It is interesting that the Congress, which was in power in Delhi for 15 years, has not opened its account now in three successive Assembly elections. Its spokespersons were more focused on discussing the AAP defeat rather than their own poor showing on Saturday.
The Lokniti-CSDS Survey also indicated that the Congress was viewed by respondents as an ‘also-ran’, a distant third factor in this election.
Overall, the AAP lost 40 seats with a ten-percentage point dip in its vote share, while the BJP gained 40 seats with a seven-percentage point gain in vote share. The fact that the BJP gave two seats to its alliance partners – the JD(U) and Lok Janshakti Party (Ram Vilas) – which they both lost, allowed for building a social coalition.
The Congress saw a marginal increase in its vote share, which adversely affected the AAP and consequently benefited the BJP. The fact that the BJP won one-thirds of its seats (16) by a margin of less than 10,000 votes as did the AAP (8 seats) indicates the three-way contest in a significant number of seats.
**********
### GIVEN INSTRUCTION 1
According to the election excerpt, how many of the BJP's seats were won by a margin of less than 10,000 votes?
The election excerpt and the stored data have nothing to do with each other.

Stored data:
**********
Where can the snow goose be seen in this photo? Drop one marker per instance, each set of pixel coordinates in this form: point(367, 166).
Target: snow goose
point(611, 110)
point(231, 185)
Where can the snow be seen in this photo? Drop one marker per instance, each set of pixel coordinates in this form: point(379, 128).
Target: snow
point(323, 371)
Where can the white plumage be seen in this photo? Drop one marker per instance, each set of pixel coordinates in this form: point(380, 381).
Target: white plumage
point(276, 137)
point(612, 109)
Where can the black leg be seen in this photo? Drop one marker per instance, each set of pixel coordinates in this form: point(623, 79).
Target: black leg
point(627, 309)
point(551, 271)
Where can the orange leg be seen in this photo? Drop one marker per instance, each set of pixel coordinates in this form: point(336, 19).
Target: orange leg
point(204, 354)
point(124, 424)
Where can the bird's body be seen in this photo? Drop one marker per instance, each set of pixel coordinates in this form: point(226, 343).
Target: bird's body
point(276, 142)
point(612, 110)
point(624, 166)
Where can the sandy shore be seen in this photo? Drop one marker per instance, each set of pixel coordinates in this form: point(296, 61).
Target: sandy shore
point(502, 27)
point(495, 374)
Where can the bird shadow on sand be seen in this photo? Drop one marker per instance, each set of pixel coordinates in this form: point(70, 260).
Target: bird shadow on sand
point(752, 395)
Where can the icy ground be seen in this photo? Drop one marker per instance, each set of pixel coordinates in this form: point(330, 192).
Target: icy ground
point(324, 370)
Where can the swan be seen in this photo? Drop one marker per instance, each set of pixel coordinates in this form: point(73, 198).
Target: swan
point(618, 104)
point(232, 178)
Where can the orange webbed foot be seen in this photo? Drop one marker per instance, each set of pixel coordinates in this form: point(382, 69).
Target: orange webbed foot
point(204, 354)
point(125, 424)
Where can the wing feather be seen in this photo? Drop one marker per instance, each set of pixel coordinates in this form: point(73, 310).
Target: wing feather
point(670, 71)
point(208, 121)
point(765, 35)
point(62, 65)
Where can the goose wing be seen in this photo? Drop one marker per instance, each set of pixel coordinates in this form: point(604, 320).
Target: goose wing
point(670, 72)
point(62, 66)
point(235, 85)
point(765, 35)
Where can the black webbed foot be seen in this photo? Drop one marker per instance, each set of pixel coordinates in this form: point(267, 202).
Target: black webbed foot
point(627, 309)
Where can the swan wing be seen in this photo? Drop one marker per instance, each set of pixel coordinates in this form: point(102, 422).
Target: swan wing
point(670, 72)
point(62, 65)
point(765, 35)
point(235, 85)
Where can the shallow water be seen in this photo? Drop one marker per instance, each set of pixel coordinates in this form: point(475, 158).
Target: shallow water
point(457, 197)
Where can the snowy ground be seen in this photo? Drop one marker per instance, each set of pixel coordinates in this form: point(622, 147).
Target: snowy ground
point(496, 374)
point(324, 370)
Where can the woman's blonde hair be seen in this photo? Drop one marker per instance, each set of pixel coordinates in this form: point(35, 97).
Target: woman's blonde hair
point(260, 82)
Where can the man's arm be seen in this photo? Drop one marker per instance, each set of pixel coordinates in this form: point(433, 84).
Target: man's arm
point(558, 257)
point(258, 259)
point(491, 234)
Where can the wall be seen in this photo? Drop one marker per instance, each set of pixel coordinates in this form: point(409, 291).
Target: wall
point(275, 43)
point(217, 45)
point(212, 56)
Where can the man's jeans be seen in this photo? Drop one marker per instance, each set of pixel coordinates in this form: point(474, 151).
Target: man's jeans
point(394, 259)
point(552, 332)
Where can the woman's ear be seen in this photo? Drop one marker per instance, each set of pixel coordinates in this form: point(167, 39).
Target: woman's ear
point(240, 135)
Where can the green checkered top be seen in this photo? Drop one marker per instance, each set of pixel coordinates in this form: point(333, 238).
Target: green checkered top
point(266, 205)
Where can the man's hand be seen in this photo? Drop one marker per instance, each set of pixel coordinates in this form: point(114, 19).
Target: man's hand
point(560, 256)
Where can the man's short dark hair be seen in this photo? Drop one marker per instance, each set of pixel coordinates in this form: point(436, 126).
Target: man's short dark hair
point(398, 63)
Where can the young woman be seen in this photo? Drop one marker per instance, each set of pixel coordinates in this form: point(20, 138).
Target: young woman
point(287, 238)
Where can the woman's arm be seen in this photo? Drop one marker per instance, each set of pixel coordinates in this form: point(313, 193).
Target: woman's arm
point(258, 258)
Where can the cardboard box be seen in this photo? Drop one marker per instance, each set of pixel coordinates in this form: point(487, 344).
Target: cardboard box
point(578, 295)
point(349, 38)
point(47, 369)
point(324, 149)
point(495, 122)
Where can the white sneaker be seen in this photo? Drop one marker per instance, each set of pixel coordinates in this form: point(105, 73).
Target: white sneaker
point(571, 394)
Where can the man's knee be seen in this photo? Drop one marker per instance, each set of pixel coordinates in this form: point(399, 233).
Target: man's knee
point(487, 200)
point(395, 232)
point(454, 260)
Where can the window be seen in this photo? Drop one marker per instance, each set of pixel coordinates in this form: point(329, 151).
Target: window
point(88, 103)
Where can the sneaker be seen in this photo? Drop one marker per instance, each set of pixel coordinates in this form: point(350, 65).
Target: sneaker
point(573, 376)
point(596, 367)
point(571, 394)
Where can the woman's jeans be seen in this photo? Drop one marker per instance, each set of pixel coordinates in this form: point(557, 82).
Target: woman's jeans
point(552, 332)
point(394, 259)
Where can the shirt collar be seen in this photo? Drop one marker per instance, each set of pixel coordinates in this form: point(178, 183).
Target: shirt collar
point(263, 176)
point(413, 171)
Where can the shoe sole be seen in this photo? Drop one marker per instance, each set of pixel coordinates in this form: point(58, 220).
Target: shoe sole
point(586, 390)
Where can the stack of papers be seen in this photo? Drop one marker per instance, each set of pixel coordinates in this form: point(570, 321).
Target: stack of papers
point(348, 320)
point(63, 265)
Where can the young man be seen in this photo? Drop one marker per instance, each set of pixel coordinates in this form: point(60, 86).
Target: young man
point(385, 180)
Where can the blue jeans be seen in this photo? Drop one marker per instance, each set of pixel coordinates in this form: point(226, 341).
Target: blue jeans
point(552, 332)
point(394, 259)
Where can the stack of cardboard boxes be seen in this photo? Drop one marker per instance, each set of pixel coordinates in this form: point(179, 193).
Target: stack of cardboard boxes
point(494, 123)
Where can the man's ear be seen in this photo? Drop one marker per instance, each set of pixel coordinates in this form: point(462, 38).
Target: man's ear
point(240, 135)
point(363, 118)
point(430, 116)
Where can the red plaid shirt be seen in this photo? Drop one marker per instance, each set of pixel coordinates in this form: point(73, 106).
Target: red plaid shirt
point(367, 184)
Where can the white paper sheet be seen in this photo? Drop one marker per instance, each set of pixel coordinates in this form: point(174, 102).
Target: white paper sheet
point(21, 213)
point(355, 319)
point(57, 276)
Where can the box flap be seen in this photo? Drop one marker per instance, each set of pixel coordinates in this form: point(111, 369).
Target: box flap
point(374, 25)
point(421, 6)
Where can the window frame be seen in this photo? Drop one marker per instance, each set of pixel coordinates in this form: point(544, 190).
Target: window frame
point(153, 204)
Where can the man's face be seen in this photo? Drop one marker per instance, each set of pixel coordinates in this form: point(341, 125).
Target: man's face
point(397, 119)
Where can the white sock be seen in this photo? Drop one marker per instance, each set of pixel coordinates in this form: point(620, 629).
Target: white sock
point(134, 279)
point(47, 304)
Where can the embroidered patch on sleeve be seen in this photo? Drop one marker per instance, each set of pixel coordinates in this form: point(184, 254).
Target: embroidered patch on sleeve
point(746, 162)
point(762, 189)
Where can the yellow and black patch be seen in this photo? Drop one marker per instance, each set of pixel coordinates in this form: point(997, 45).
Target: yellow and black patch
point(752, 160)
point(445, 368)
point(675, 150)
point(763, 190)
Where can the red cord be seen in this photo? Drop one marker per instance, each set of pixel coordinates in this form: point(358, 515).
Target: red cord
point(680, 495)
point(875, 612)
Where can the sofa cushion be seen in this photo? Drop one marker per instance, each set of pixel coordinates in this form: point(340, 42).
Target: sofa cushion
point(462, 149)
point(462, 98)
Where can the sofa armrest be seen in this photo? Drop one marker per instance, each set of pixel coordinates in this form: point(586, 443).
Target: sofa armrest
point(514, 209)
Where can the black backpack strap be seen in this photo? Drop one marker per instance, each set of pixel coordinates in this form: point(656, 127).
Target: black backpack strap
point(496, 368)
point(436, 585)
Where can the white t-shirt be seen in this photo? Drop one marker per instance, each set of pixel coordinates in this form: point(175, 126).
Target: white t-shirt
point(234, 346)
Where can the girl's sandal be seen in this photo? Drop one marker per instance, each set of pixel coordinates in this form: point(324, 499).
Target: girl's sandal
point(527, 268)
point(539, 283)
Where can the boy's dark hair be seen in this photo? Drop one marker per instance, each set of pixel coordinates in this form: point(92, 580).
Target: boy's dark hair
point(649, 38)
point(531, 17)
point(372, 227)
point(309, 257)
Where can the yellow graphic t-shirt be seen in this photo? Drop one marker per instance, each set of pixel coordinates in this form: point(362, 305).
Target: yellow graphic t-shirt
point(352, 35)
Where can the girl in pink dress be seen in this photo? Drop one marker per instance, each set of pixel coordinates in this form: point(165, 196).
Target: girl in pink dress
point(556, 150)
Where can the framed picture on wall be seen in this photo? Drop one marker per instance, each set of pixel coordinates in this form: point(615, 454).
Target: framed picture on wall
**********
### GIVEN INSTRUCTION 2
Copy the part of the stored data that opens with its first line and closes with the line containing "point(624, 166)", including both of those lines.

### COMPLETE RESPONSE 1
16 seats

### COMPLETE RESPONSE 2
Where can the snow goose be seen in this photo? Drop one marker per instance, each set of pixel coordinates in this form: point(367, 166).
Target: snow goose
point(611, 110)
point(231, 185)
Where can the snow be seen in this photo? Drop one marker per instance, each set of pixel coordinates in this form: point(379, 128).
Target: snow
point(323, 371)
Where can the white plumage be seen in this photo? Drop one marker per instance, each set of pixel coordinates in this form: point(380, 381).
Target: white plumage
point(276, 137)
point(612, 109)
Where can the black leg be seen in this photo? Drop one marker per instance, each set of pixel coordinates in this form: point(623, 79).
Target: black leg
point(627, 309)
point(551, 271)
Where can the orange leg be seen in this photo? Drop one marker per instance, each set of pixel coordinates in this form: point(336, 19).
Target: orange leg
point(204, 354)
point(124, 424)
Where can the bird's body be seen in this photo? Drop one marker per instance, each set of pixel coordinates in this form: point(226, 343).
Target: bird's body
point(276, 142)
point(612, 110)
point(624, 166)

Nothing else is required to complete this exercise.